## [Records for processing]
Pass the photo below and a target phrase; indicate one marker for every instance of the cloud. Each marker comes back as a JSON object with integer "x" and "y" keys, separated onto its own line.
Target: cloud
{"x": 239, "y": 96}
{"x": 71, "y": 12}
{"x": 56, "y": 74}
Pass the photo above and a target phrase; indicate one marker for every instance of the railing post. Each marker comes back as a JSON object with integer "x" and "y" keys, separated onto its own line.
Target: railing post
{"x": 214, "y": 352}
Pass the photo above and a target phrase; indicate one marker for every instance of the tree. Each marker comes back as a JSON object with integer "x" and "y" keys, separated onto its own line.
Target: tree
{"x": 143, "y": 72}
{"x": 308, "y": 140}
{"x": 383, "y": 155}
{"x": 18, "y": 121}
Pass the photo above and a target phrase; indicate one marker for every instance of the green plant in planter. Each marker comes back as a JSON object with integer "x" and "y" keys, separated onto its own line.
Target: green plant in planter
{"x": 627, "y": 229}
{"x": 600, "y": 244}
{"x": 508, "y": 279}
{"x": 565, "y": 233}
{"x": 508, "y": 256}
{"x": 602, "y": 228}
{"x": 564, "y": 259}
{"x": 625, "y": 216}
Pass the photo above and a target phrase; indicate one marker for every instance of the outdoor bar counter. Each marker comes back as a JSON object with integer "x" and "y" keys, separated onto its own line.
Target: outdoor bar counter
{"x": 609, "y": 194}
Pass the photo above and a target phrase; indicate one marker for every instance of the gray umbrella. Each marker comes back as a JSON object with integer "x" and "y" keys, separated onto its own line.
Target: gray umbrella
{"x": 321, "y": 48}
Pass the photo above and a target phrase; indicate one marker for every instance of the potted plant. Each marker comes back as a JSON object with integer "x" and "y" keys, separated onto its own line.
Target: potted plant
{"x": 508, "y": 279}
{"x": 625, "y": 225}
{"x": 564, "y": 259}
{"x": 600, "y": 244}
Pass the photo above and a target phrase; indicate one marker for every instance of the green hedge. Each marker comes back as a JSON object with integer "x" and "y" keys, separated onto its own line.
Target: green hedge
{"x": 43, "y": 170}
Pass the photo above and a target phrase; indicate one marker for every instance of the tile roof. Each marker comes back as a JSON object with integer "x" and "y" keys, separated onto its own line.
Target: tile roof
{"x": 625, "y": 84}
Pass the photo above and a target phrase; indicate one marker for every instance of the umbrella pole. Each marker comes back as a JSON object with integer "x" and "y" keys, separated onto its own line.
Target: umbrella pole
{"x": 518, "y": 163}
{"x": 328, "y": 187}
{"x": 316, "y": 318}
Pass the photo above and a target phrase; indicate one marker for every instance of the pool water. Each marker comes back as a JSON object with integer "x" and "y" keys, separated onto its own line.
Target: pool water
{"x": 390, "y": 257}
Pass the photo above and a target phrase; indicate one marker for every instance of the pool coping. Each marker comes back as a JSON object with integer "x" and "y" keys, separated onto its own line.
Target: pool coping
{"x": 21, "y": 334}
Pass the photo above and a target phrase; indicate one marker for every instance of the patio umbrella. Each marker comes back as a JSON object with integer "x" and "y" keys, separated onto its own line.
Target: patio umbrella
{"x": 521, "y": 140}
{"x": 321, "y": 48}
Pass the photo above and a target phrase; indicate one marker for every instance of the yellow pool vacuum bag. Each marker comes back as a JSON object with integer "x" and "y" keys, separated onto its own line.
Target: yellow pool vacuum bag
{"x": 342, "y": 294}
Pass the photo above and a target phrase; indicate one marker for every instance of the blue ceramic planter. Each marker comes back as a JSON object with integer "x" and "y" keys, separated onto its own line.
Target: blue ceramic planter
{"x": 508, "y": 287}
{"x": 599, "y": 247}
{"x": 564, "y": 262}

## [What the task asks]
Output the listing above in full, exactly as written.

## [Exercise response]
Pass the photo below and a target phrase; indicate one marker for every instance of the cloud. Each marker comes back as a JSON object with integer "x" and "y" keys, separated onto its own line.
Target: cloud
{"x": 239, "y": 96}
{"x": 71, "y": 12}
{"x": 56, "y": 74}
Pass the photo above and a target phrase; indicate one marker for every instance of the railing post. Each marker comes back as a JSON object with integer "x" and "y" keys, separated onto its own line.
Target: railing post
{"x": 214, "y": 352}
Pass the photo above and a target phrase; indicate one marker for every instance of the tree. Each marker comes back as a JSON object with integer "x" and "y" keys, separated onto its own line.
Target: tree
{"x": 143, "y": 72}
{"x": 308, "y": 140}
{"x": 383, "y": 155}
{"x": 18, "y": 121}
Pass the photo above and a target phrase; indicate one marker for every instance of the green plant in planter. Each marker comes back as a JSON object with integer "x" and "y" keys, separated onto its own line.
Target: green plant in planter
{"x": 627, "y": 229}
{"x": 600, "y": 244}
{"x": 508, "y": 279}
{"x": 565, "y": 233}
{"x": 508, "y": 256}
{"x": 602, "y": 228}
{"x": 564, "y": 259}
{"x": 625, "y": 216}
Pass the photo above and a target phrase; indicate one marker for every instance of the outdoor bar counter. Each marker comes back as a JSON object with integer "x" and "y" keys, separated onto its own line.
Target: outdoor bar counter
{"x": 609, "y": 194}
Pass the photo above and a target phrase; indicate one marker for every instance of the gray umbrella. Each marker comes back as a JSON object with integer "x" and "y" keys, separated onto its own line.
Target: gray umbrella
{"x": 321, "y": 48}
Pass the photo above and a target phrase; indicate one marker for every instance of the potted plant. Each marker comes back as a JSON object with integer "x" and "y" keys, separated onto its own line.
Target: potted plant
{"x": 508, "y": 279}
{"x": 625, "y": 225}
{"x": 564, "y": 259}
{"x": 600, "y": 244}
Pass the photo above and a target phrase; indicate one marker for every instance of the green hedge. Each marker comes back as a JSON object with integer "x" and "y" keys, separated onto its own line.
Target: green hedge
{"x": 43, "y": 170}
Pass the photo above and a target phrase; indicate one marker for every instance of the tile roof. Each marker comes back as a JSON object with integer "x" and "y" keys, separated onto its own line.
Target: tile roof
{"x": 625, "y": 84}
Pass the photo above and a target phrase; indicate one marker for every instance of the umbrella pole. Each marker comes back as a JSON object with integer "x" and "y" keys, separated onto its own line.
Target: umbrella pole
{"x": 518, "y": 163}
{"x": 328, "y": 187}
{"x": 316, "y": 318}
Pass the photo above and a target phrase; indicate one marker for every instance of the pool water. Each marker comes back as a JSON object with integer "x" and "y" keys, separated onto its own line.
Target: pool water
{"x": 390, "y": 257}
Pass the photo above and a target phrase; indicate one marker for every instance of the pool coping. Each marker comes back as a JSON object with integer "x" and "y" keys, separated onto its own line.
Target: pool coping
{"x": 21, "y": 334}
Pass the photo above and a target phrase; indicate one marker for every instance of the patio umbrella. Each marker comes back as a JSON object with integer "x" and "y" keys, separated onto its own line.
Target: patio umbrella
{"x": 521, "y": 140}
{"x": 321, "y": 48}
Pass the photo above and a target phrase; indicate one marker for every instance of the yellow pool vacuum bag. Each marker comes back as a JSON object with integer "x" and "y" keys, separated onto its own line.
Target: yellow pool vacuum bag
{"x": 342, "y": 294}
Pass the photo above and a target phrase; indicate one marker for every instance of the blue ceramic planter. Each marker comes back as a JSON object with integer "x" and "y" keys, separated onto its own line.
Target: blue ceramic planter
{"x": 508, "y": 287}
{"x": 599, "y": 247}
{"x": 564, "y": 262}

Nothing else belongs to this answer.